Supplied records section start

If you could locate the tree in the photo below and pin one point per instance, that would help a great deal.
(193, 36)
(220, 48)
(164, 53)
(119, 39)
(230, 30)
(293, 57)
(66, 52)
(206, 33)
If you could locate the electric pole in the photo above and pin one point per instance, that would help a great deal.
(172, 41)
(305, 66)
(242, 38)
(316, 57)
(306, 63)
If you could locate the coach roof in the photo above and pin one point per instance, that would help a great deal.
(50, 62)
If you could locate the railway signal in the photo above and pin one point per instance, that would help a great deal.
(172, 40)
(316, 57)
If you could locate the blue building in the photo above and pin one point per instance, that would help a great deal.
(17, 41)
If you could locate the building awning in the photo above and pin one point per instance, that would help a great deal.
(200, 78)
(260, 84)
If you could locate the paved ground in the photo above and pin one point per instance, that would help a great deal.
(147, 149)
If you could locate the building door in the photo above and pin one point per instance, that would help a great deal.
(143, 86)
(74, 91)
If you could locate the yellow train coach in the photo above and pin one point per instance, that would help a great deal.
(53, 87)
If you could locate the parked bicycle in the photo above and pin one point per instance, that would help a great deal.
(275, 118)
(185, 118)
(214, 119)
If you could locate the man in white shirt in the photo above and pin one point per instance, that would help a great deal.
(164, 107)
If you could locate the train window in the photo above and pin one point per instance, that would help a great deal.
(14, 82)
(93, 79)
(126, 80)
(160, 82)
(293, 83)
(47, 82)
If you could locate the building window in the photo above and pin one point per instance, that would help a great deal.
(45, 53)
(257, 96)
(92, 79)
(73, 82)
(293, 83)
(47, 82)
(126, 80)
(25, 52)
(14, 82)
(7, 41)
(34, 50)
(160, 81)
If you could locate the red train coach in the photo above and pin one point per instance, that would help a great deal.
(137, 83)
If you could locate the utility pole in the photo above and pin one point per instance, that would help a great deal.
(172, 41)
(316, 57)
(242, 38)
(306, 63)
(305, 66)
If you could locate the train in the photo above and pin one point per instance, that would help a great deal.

Supplied records section end

All lines of the data above must be returned exactly.

If you could locate the tree in the photo below and pin one point per instance, that would help a great deal.
(193, 36)
(220, 48)
(164, 53)
(119, 39)
(230, 30)
(293, 57)
(66, 52)
(206, 33)
If you could locate the electric pole in the photo above and pin one point per instance, that would help a great deal.
(172, 41)
(305, 66)
(242, 38)
(316, 57)
(306, 63)
If you could locate the coach roof in the photo above and pin one point per instance, that would help a great deal.
(50, 62)
If you could locate the railway signal in the photo above and pin one point per instance, that would help a great deal.
(172, 40)
(316, 57)
If you could locate the blue building in the photo above and pin one point per instance, that would help a great deal.
(17, 41)
If you could locate the building awning in the photo above and pin one point per instance, that would help a great deal.
(200, 78)
(260, 84)
If you could locate the paved ground in the photo above and pin one point per instance, that would help a great deal.
(147, 149)
If you could locate the building door in the photo above and pin one point per instance, that would help a great deal.
(143, 86)
(74, 91)
If you could locate the yellow train coach in the photo above and pin one point per instance, that would help a great deal.
(53, 87)
If you could locate the parked bicycle in the photo above and pin one point per instance, that would help a great deal.
(275, 118)
(185, 118)
(214, 119)
If you could locate the man in white shirt in the photo above and pin one point per instance, that would help a great deal.
(164, 107)
If you could locate the train window in the photo above and pin one point per instance, that would help a great deal.
(14, 82)
(93, 79)
(126, 80)
(160, 82)
(293, 83)
(47, 82)
If you could locate the building window in the photo above and pin one point per instance, that would help a great deal.
(45, 53)
(257, 96)
(92, 79)
(73, 82)
(293, 83)
(47, 82)
(126, 80)
(25, 52)
(14, 82)
(7, 41)
(34, 50)
(160, 81)
If you could locate the red train coach in the photo above and pin one point per instance, that would help a great deal.
(137, 83)
If you could locate the utility pole in the photo above and pin one point per instance, that would help a great deal.
(172, 41)
(316, 57)
(242, 38)
(306, 63)
(305, 66)
If you could locate the train in the photo above and pin one point per instance, that would help a great deal.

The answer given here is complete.